* [Exercise details] Could you repeat the records below exactly, without the pictures?

* [Exercise data]

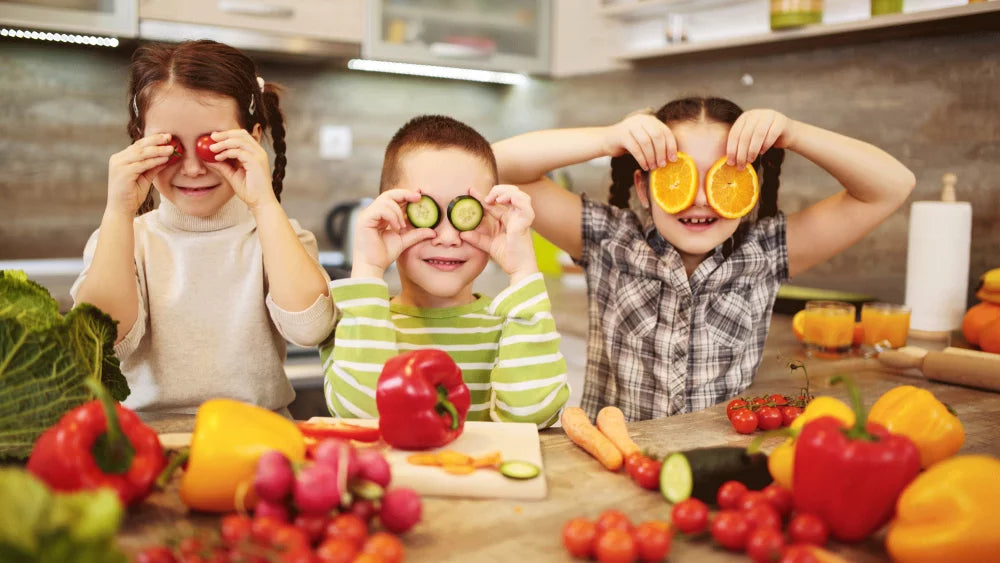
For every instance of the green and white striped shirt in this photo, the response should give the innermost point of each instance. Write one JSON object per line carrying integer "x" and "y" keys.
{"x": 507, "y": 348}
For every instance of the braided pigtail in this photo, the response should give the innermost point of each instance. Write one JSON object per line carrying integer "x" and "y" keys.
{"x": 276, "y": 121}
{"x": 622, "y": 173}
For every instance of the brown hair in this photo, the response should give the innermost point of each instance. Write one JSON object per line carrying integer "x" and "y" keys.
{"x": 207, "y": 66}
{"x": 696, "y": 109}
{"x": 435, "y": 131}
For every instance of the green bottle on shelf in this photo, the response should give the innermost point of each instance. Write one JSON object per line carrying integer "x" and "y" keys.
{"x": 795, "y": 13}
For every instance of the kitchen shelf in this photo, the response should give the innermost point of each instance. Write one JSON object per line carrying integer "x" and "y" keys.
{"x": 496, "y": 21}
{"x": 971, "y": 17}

* [Response below]
For every instance of the green and white striped shirt in this photo, the response should give the innermost point of each instance. Write one JSON object per line carrying integer "x" and "y" keys.
{"x": 507, "y": 348}
For every instance of the braided pigtail in this photo, the response should give the innermost point of each instance. Write one JSON object per line carrying integer "x" and "y" keys.
{"x": 276, "y": 121}
{"x": 622, "y": 173}
For every instance of the brown hair in this photo, the response should give the innermost point of each instance. Write one JSON object per line carrying integer "x" and "y" keys.
{"x": 207, "y": 66}
{"x": 696, "y": 109}
{"x": 435, "y": 131}
For every instance of the green bottle on shelf in this photo, the response should give the innermost point of each instance. Write one JSON object per line carrying integer "x" and "y" keys.
{"x": 795, "y": 13}
For every instance of the kitchen shelf in this photo, the response should give the innermost point of each instance. Write one JSON object per line carrying integer "x" and "y" keys.
{"x": 496, "y": 21}
{"x": 971, "y": 17}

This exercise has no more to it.